Referring expression data
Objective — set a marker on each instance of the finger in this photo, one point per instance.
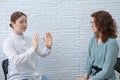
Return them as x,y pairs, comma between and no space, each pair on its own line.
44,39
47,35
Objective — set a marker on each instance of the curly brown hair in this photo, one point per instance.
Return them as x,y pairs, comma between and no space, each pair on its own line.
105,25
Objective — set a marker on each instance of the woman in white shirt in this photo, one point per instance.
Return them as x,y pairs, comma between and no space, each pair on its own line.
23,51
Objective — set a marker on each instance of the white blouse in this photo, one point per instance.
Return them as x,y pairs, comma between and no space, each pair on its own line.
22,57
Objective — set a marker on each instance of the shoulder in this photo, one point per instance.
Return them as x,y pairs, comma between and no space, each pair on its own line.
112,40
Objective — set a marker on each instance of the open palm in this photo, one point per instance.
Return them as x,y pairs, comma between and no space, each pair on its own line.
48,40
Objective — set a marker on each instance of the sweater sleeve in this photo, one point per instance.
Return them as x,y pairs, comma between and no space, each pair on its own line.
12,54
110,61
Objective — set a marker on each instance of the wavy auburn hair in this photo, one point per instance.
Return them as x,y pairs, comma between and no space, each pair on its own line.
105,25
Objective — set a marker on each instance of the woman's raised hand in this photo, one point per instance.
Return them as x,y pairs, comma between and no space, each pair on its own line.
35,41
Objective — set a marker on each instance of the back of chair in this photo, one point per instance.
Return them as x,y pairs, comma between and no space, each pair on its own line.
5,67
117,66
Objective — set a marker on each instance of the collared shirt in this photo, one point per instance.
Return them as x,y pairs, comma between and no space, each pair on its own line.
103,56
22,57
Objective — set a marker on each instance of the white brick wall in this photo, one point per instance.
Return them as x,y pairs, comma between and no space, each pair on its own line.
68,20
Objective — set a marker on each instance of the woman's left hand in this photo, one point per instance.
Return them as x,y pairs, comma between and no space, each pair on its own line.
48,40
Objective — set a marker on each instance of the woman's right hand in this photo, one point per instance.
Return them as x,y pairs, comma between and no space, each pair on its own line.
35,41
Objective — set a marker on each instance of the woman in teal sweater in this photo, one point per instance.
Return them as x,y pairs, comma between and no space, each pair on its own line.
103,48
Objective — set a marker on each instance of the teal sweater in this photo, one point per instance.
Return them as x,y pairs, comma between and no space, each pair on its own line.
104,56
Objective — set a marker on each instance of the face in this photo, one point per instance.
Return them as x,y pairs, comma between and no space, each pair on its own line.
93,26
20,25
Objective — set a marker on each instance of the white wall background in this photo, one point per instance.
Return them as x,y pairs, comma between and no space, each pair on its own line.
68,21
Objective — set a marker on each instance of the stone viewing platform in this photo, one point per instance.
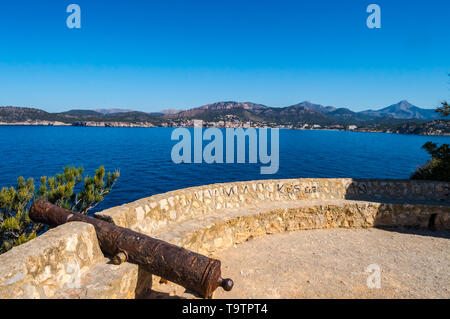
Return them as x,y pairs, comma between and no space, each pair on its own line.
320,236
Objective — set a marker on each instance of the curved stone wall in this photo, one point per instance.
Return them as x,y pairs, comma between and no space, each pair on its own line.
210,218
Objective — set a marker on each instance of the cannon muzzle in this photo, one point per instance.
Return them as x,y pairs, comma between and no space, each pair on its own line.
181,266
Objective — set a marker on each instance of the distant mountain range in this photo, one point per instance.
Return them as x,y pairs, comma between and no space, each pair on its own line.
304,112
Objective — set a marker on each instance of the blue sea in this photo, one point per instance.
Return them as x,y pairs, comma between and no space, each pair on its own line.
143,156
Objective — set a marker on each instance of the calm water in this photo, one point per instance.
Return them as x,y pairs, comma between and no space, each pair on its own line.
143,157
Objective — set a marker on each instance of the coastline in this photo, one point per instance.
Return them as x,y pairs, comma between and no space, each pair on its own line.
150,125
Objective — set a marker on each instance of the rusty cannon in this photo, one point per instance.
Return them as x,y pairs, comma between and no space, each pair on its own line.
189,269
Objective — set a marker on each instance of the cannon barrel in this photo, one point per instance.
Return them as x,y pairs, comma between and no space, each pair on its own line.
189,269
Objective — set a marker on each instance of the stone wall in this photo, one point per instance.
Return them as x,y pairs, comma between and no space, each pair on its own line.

--

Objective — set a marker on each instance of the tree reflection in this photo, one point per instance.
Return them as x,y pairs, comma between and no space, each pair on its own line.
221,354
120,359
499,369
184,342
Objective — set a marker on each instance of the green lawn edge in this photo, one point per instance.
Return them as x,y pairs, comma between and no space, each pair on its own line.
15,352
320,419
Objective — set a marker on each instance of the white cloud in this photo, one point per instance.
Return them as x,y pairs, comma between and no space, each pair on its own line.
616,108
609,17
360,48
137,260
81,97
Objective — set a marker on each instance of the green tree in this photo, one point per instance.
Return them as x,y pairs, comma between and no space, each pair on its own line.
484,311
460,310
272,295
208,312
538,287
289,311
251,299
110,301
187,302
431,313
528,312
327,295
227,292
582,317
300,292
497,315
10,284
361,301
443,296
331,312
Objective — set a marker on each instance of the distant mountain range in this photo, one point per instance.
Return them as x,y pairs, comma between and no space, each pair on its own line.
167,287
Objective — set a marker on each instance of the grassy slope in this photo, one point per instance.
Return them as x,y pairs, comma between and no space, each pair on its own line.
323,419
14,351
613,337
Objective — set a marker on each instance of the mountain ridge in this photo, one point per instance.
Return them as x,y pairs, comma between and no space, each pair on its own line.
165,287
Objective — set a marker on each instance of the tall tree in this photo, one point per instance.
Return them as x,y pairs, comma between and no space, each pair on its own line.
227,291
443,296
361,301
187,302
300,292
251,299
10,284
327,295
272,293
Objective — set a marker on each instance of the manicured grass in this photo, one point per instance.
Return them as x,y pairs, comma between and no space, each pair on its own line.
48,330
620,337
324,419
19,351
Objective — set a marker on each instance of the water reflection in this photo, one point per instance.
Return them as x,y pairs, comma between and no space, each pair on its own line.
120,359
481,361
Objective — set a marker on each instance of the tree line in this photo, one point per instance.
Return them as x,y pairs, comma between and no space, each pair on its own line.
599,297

---

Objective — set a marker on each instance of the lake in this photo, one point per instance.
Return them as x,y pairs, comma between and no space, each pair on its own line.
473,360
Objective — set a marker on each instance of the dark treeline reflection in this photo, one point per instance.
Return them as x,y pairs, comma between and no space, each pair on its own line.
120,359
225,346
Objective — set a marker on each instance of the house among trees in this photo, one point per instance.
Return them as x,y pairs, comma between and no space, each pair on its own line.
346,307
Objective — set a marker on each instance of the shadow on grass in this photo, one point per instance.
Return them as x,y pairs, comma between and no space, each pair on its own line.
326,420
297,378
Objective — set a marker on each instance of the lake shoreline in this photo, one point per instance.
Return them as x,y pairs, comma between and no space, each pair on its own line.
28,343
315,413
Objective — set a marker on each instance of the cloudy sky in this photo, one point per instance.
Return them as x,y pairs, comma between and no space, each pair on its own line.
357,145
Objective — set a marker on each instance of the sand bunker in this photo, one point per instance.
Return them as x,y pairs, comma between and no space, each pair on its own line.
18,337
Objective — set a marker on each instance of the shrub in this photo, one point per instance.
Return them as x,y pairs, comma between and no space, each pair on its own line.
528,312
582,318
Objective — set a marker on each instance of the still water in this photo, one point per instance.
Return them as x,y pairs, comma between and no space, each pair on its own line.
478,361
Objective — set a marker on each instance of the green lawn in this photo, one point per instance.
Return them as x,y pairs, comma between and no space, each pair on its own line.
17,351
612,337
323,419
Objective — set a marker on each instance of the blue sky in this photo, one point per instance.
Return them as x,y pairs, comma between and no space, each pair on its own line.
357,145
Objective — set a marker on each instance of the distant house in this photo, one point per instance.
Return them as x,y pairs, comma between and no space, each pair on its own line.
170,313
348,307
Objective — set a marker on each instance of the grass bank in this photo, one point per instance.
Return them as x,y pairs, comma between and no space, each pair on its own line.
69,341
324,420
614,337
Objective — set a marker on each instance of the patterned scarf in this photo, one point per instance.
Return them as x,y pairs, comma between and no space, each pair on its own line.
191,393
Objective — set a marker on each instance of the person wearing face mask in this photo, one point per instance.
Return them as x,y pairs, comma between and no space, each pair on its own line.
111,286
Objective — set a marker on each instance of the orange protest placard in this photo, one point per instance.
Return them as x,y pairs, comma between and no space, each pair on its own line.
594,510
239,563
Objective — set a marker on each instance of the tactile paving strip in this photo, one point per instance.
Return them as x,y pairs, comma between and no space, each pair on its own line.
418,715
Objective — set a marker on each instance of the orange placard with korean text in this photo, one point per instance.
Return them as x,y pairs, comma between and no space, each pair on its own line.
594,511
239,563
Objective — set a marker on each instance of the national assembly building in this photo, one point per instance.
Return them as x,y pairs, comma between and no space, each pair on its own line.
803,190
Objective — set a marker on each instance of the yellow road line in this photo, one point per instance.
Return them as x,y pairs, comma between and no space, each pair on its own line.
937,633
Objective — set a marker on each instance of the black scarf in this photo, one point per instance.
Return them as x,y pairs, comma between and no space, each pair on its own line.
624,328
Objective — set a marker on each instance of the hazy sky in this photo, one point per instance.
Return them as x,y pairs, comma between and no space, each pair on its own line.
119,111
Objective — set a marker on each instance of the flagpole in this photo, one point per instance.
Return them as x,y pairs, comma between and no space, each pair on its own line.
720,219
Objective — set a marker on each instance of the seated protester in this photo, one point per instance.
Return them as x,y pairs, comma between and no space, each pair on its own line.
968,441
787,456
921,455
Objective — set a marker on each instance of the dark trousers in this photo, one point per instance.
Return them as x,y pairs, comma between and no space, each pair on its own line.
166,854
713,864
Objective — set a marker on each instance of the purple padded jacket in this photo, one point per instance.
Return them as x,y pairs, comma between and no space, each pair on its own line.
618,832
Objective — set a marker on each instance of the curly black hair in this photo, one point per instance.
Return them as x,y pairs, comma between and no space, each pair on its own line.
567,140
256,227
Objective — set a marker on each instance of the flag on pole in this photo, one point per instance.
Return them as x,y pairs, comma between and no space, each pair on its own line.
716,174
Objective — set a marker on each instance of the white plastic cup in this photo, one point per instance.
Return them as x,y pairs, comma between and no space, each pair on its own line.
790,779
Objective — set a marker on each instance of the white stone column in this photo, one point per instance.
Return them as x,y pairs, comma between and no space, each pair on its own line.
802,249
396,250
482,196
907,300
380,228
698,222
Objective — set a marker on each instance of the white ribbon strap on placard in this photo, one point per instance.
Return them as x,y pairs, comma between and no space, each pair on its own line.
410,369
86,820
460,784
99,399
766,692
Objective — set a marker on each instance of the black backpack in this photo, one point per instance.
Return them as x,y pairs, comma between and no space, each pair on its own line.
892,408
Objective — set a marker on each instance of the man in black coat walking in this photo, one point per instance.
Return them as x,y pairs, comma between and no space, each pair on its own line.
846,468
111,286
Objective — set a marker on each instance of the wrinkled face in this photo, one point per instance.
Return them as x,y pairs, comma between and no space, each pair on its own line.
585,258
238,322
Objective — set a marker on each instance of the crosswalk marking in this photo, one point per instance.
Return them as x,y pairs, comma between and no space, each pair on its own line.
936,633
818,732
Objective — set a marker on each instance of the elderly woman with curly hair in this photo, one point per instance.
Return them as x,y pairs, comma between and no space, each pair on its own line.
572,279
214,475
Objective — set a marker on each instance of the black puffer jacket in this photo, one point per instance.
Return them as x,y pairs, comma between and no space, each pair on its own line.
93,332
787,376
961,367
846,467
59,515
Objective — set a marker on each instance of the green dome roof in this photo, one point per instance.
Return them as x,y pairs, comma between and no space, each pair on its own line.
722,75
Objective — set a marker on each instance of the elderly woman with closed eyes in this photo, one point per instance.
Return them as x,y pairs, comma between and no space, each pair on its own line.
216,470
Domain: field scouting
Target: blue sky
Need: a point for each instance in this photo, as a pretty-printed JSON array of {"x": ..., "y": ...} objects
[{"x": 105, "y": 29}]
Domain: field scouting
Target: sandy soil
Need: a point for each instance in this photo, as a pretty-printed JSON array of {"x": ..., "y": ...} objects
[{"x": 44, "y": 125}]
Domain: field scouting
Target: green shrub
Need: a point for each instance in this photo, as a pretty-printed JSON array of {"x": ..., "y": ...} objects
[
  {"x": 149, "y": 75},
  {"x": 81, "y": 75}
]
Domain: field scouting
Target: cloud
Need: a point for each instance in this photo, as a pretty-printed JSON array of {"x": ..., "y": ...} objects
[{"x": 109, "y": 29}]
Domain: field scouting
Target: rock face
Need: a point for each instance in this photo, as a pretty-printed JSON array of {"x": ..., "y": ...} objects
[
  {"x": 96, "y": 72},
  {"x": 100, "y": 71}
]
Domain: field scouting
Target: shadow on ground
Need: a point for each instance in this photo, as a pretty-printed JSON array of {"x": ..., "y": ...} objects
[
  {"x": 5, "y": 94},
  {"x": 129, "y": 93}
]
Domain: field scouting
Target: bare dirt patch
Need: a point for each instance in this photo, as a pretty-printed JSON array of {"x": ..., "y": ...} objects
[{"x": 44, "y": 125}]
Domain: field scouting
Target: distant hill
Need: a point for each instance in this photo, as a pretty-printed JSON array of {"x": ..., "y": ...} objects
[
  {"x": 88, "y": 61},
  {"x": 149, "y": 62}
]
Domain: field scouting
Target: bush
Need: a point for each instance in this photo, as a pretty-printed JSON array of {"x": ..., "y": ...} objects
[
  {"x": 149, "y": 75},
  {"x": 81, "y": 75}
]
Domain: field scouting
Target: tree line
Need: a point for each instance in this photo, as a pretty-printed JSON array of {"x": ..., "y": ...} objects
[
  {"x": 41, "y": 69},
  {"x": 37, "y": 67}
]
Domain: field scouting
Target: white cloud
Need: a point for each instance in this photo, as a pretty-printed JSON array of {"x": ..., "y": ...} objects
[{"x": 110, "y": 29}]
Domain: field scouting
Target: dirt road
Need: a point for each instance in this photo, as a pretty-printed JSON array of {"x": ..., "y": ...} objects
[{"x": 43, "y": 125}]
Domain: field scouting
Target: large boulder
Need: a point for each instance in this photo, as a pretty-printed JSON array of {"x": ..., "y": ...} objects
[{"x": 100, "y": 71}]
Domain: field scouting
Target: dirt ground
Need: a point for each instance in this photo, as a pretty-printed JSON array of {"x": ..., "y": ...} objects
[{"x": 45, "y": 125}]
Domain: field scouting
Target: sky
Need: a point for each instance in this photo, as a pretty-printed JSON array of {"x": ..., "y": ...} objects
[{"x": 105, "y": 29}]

* What the task asks
Of the entries listed above, reproduce only the lines starting at the line containing "Objective — set a marker on each instance of the still" and ending at the line containing "Objective — set a marker on each instance of the patterned". Include both, exactly as they stand.

* Worked solution
Objective — set a marker on each instance of the still water in this photo, one point per instance.
Return them as x,y pairs, comma between and no space, each pair on its own line.
478,361
Objective — set a marker on each instance of the green lawn in this photo, one point per instance.
Return them as x,y pairs, comma between and no space, each pair on its own line.
17,351
612,337
323,419
Objective — set a marker on each instance of the blue sky in this photo, one point per instance.
Return them as x,y pairs, comma between and no space, each pair on its own line.
357,145
Objective — set a marker on each instance of the distant house in this photo, one point per instance.
Return them as x,y pairs, comma between and no space, each pair on its own line.
170,313
348,307
Objective — set a marker on each instance of the grass bank in this photo, one point per instance.
Return them as x,y pairs, comma between and no space, each pair on its own line.
69,341
324,420
614,337
Objective — set a marker on each instance of the patterned scarf in this photo, one point per instance.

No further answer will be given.